RECORDS FOR THIS TASK
________________________________________
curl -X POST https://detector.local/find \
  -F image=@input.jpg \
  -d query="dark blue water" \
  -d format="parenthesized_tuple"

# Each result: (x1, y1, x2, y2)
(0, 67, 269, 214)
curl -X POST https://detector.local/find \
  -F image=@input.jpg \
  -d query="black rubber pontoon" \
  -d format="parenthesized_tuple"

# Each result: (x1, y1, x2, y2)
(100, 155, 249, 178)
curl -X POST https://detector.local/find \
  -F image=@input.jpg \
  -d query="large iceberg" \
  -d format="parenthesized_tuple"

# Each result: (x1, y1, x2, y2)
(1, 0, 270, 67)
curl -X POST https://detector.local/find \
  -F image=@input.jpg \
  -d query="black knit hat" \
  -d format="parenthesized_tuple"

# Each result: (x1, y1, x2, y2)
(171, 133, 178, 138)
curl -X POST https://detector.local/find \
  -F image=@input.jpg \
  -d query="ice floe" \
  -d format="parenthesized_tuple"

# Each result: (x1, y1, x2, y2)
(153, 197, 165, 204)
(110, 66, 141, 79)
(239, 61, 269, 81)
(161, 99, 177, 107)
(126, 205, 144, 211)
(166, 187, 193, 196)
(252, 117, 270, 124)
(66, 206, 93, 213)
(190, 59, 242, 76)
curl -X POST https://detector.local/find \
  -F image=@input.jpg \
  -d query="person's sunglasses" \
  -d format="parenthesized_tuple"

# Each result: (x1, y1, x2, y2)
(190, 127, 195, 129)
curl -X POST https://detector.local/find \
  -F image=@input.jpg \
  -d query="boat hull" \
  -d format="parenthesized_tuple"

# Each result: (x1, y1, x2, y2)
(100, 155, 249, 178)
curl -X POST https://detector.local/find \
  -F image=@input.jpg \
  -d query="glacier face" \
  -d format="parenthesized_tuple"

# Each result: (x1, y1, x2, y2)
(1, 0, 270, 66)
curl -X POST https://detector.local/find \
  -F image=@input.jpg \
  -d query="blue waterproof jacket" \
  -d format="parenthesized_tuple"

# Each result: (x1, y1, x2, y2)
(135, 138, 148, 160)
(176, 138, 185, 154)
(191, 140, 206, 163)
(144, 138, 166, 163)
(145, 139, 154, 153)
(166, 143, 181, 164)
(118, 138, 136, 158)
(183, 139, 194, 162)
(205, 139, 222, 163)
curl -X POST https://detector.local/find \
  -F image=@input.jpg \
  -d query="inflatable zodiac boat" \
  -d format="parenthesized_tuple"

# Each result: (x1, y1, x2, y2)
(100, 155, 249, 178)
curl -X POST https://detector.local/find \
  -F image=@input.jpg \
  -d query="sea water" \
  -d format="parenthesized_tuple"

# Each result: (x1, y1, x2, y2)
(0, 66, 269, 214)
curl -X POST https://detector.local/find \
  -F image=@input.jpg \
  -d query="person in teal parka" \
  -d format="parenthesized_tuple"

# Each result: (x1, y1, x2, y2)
________________________________________
EXERCISE DESCRIPTION
Write out the listing again. Keep every character the same.

ANSWER SECTION
curl -X POST https://detector.local/find \
  -F image=@input.jpg \
  -d query="dark blue water" \
  -d format="parenthesized_tuple"

# Each result: (x1, y1, x2, y2)
(0, 67, 269, 214)
curl -X POST https://detector.local/find \
  -F image=@input.jpg \
  -d query="black rubber pontoon" \
  -d format="parenthesized_tuple"

# Each result: (x1, y1, x2, y2)
(100, 155, 249, 178)
curl -X POST https://detector.local/find \
  -F image=@input.jpg \
  -d query="large iceberg" \
  -d format="parenthesized_tuple"

# Each result: (x1, y1, x2, y2)
(1, 0, 270, 67)
curl -X POST https://detector.local/find \
  -F image=@input.jpg \
  -d query="black knit hat" \
  -d format="parenthesized_tuple"

# Each result: (x1, y1, x2, y2)
(171, 133, 178, 138)
curl -X POST https://detector.local/find \
  -F image=@input.jpg \
  -d query="ice floe" \
  -d format="parenthesized_tuple"

# Each result: (x1, y1, x2, y2)
(153, 197, 165, 204)
(110, 66, 141, 79)
(239, 61, 269, 81)
(161, 99, 177, 107)
(126, 205, 144, 211)
(166, 187, 193, 196)
(252, 117, 270, 124)
(66, 206, 93, 213)
(190, 59, 242, 76)
curl -X POST https://detector.local/find \
  -F image=@input.jpg \
  -d query="person's sunglasses" \
  -d format="parenthesized_tuple"

# Each result: (x1, y1, x2, y2)
(190, 127, 195, 129)
curl -X POST https://detector.local/find \
  -F image=@input.jpg \
  -d query="boat hull" \
  -d format="parenthesized_tuple"

# Each result: (x1, y1, x2, y2)
(100, 155, 249, 178)
curl -X POST https://detector.local/find \
  -F image=@input.jpg \
  -d query="glacier face" \
  -d format="parenthesized_tuple"

# Each result: (x1, y1, x2, y2)
(1, 0, 270, 66)
curl -X POST https://detector.local/find \
  -F image=@input.jpg \
  -d query="blue waterproof jacket" \
  -d format="parenthesized_tuple"

# Each result: (x1, y1, x2, y2)
(135, 138, 148, 160)
(176, 138, 185, 154)
(191, 140, 206, 163)
(144, 138, 166, 163)
(145, 139, 154, 153)
(166, 143, 181, 164)
(118, 138, 136, 158)
(183, 139, 194, 162)
(205, 139, 222, 163)
curl -X POST https://detector.local/find \
  -F image=@input.jpg \
  -d query="inflatable zodiac boat" \
  -d format="parenthesized_tuple"

# Each result: (x1, y1, x2, y2)
(100, 155, 249, 178)
curl -X POST https://detector.local/find \
  -F image=@input.jpg \
  -d query="sea water" \
  -d format="parenthesized_tuple"

# Each result: (x1, y1, x2, y2)
(0, 66, 269, 214)
curl -X POST https://detector.local/find \
  -F image=@input.jpg \
  -d query="person in teal parka" \
  -d format="parenthesized_tuple"

# Each result: (x1, y1, x2, y2)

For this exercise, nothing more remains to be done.